--- START OF DOCUMENT ---

Wed 15 Feb 21:24:02 GMT 2012
Morning has b0rked
The last couple of weeks have seen a fairly insane number of hours of work out of me due to a combination of a project with tight deadlines (aren't they all?) and the advent of me driving my wife to work in the mornings. She's at the point now of not being particularly mobile (oh, by the way, we're spawning) so I'm getting up at 6:30 daily to get her to work for 7. This means that I'm generally either working from home by 7:15 or in the office just before 8. That should mean that I'm done before 5 but it doesn't quite seem to work that way when other people are involved ;)
I ended up building quite a neat (and yes, I actually mean this in the sense of tidy and organised - not just "cool") web server engine as part of the project. It's quite similar to the one I made for this site but with some pretty nifty refinements. If I can persuade the powers that be, I might see if I can split it out a little more and open-source it. We'll see :)
One snag I've hit along the way is that OAuth appears not to be applicable to multipart post requests. I'm hoping someone will correct me on that and just tell me that I've been doing it wrong but I don't think so. That single thing broke my entire afternoon today.

--- END OF DOCUMENT ---
--- START OF MATERIAL SUPPLIED ---

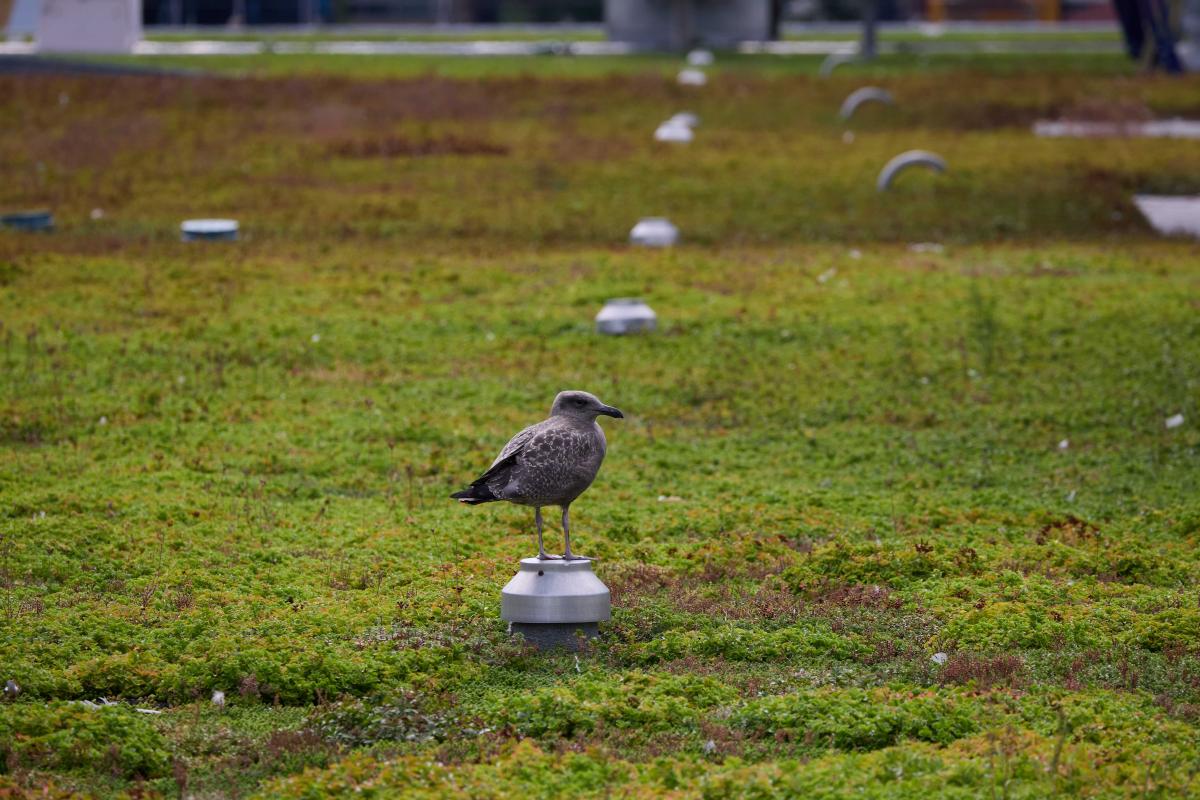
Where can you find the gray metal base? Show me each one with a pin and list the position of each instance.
(553, 602)
(547, 636)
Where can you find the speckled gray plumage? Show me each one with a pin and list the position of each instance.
(549, 463)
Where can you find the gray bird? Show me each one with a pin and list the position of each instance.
(550, 463)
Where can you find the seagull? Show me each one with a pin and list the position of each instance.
(549, 463)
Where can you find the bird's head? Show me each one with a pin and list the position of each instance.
(583, 405)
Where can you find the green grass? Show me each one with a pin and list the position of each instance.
(600, 66)
(226, 467)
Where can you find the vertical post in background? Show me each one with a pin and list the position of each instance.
(870, 22)
(1189, 46)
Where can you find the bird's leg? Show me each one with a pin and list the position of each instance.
(541, 551)
(567, 535)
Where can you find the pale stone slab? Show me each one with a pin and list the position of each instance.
(89, 25)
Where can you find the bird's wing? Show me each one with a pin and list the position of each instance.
(508, 457)
(517, 443)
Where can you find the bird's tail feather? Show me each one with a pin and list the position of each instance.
(475, 494)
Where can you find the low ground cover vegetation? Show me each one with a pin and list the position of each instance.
(894, 510)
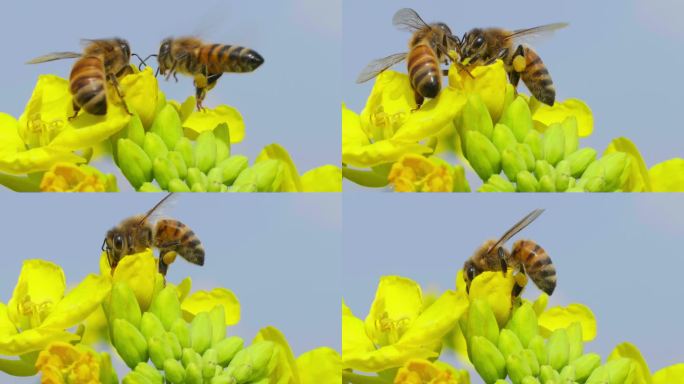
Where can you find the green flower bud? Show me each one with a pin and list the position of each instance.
(482, 155)
(488, 361)
(460, 181)
(166, 306)
(585, 365)
(575, 339)
(571, 135)
(518, 117)
(177, 159)
(164, 171)
(231, 168)
(512, 163)
(580, 160)
(503, 137)
(517, 368)
(190, 356)
(209, 363)
(151, 326)
(124, 305)
(174, 371)
(548, 374)
(254, 362)
(509, 343)
(227, 348)
(184, 147)
(497, 183)
(154, 146)
(135, 165)
(150, 373)
(526, 182)
(539, 348)
(167, 125)
(547, 184)
(178, 185)
(534, 140)
(524, 324)
(129, 343)
(193, 374)
(558, 349)
(476, 116)
(182, 332)
(205, 151)
(200, 332)
(554, 144)
(149, 187)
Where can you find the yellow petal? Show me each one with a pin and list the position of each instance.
(397, 304)
(321, 365)
(207, 120)
(203, 301)
(291, 182)
(139, 272)
(327, 178)
(544, 115)
(10, 141)
(141, 94)
(673, 374)
(436, 321)
(41, 283)
(628, 350)
(668, 176)
(495, 288)
(639, 179)
(79, 303)
(563, 317)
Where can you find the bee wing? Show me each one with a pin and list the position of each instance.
(528, 34)
(376, 66)
(408, 20)
(516, 228)
(54, 56)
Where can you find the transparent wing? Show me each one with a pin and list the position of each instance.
(54, 56)
(376, 66)
(516, 228)
(528, 34)
(408, 20)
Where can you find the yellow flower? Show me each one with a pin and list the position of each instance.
(421, 371)
(39, 312)
(397, 327)
(63, 363)
(68, 177)
(415, 173)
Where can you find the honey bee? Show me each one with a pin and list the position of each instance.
(484, 46)
(102, 61)
(137, 233)
(429, 47)
(204, 62)
(526, 257)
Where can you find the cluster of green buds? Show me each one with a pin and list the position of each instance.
(520, 352)
(159, 345)
(533, 161)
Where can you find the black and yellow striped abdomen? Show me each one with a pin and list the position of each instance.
(424, 71)
(537, 263)
(87, 85)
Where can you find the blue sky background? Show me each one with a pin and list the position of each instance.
(292, 99)
(280, 254)
(619, 254)
(621, 58)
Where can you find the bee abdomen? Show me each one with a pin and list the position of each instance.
(537, 264)
(537, 78)
(424, 71)
(87, 85)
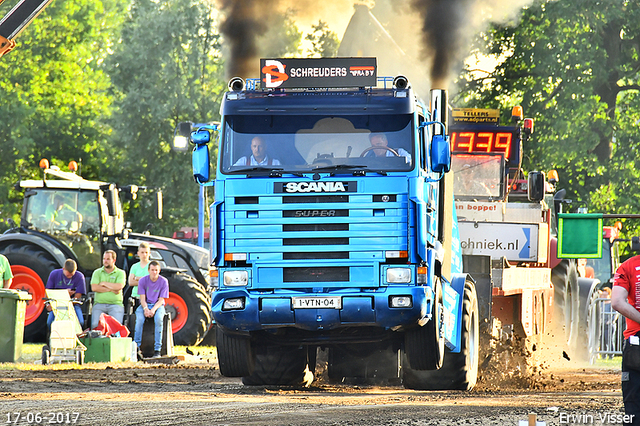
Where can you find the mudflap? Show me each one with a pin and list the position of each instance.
(452, 303)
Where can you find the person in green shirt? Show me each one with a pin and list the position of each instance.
(140, 269)
(107, 283)
(5, 272)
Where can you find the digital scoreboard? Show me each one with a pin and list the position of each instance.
(486, 140)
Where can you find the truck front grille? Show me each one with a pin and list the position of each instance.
(316, 274)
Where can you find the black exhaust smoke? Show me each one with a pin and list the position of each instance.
(244, 22)
(443, 37)
(448, 27)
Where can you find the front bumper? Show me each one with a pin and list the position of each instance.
(359, 308)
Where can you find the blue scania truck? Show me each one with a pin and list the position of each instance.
(334, 228)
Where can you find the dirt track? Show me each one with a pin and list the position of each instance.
(194, 393)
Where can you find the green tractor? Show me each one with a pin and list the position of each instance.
(65, 216)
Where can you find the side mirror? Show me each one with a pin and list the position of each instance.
(200, 162)
(200, 136)
(181, 135)
(535, 191)
(440, 154)
(159, 204)
(111, 195)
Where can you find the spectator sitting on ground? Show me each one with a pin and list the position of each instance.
(152, 289)
(67, 278)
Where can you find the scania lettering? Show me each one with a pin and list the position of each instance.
(349, 244)
(315, 187)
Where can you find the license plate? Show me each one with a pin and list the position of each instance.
(329, 302)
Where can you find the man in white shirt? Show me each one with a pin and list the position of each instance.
(380, 146)
(259, 155)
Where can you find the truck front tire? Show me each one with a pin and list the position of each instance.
(235, 356)
(424, 346)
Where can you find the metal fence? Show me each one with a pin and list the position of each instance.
(605, 330)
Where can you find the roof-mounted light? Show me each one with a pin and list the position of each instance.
(401, 82)
(528, 126)
(236, 84)
(516, 113)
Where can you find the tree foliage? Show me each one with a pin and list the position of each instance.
(54, 95)
(574, 67)
(165, 69)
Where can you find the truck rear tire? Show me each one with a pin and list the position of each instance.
(566, 302)
(424, 346)
(235, 356)
(189, 306)
(280, 365)
(459, 371)
(31, 268)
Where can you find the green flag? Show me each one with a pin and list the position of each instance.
(579, 235)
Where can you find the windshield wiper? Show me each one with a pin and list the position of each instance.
(358, 170)
(255, 169)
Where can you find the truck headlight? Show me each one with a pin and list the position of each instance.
(401, 302)
(233, 304)
(236, 278)
(399, 275)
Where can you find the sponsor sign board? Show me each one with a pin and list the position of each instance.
(318, 72)
(516, 241)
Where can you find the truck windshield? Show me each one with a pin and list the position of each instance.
(304, 143)
(477, 176)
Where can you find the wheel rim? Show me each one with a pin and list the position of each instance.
(177, 308)
(26, 279)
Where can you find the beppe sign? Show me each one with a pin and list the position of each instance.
(318, 72)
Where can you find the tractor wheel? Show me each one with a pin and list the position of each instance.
(280, 365)
(235, 356)
(31, 268)
(566, 302)
(424, 345)
(189, 307)
(459, 371)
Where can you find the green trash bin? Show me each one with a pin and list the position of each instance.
(13, 304)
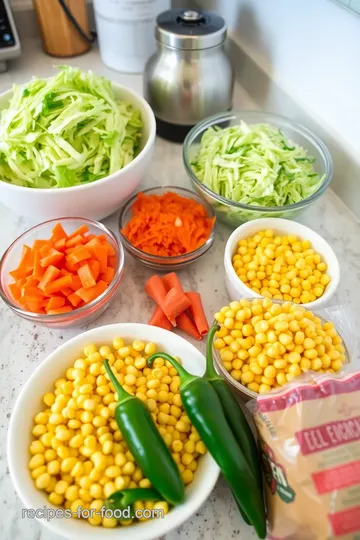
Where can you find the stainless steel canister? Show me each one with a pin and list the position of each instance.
(190, 76)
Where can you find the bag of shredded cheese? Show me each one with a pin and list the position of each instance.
(310, 446)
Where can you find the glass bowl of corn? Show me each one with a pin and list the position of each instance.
(280, 259)
(262, 344)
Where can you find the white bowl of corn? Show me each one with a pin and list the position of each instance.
(262, 344)
(65, 450)
(280, 259)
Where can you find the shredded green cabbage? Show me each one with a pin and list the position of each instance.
(255, 165)
(66, 131)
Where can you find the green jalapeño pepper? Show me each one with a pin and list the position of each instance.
(233, 412)
(146, 444)
(124, 498)
(204, 408)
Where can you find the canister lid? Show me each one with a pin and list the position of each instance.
(190, 29)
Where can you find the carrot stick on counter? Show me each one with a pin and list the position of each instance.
(171, 280)
(155, 288)
(196, 311)
(174, 303)
(159, 319)
(184, 322)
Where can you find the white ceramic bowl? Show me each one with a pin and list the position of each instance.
(237, 289)
(29, 403)
(95, 200)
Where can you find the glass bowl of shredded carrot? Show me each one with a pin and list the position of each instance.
(62, 273)
(167, 227)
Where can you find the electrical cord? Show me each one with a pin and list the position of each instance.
(70, 16)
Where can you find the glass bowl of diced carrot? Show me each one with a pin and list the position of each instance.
(62, 273)
(167, 227)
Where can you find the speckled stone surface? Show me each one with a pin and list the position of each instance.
(23, 346)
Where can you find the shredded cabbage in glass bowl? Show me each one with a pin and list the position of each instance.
(252, 164)
(66, 131)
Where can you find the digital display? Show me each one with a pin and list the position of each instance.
(7, 38)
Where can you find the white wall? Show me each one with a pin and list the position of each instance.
(310, 48)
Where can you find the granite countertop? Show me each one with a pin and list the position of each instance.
(25, 345)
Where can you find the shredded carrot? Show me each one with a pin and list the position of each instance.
(167, 225)
(62, 273)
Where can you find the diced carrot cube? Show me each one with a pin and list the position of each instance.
(100, 253)
(111, 250)
(75, 240)
(58, 284)
(80, 254)
(55, 302)
(76, 282)
(20, 273)
(38, 244)
(88, 295)
(60, 244)
(80, 231)
(38, 270)
(58, 232)
(53, 257)
(86, 277)
(108, 275)
(58, 311)
(95, 268)
(111, 261)
(74, 299)
(50, 275)
(15, 291)
(66, 291)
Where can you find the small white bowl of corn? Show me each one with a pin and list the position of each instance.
(282, 260)
(263, 344)
(65, 450)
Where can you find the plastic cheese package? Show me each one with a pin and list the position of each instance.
(310, 447)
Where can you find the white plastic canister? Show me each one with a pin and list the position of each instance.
(126, 31)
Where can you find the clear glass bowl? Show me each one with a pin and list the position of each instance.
(234, 213)
(238, 388)
(77, 317)
(157, 262)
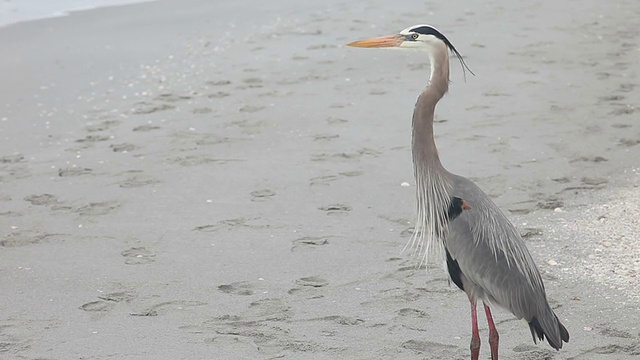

--- END OF MATERIAL SUPPLIED ---

CHALLENGE 1: Which clock times appear in the blog post's paragraph that begins "The last couple of weeks"? List them all.
CHALLENGE 2:
Answer these questions from the blog post:
(a) What time does the writer get up each day?
(b) What did the writer build as part of the project?
(c) What kind of requests does OAuth appear not to apply to?

CORRECT ANSWER 1: 6:30, 7, 7:15, 8, 5

CORRECT ANSWER 2:
(a) 6:30
(b) A web server engine
(c) Multipart post requests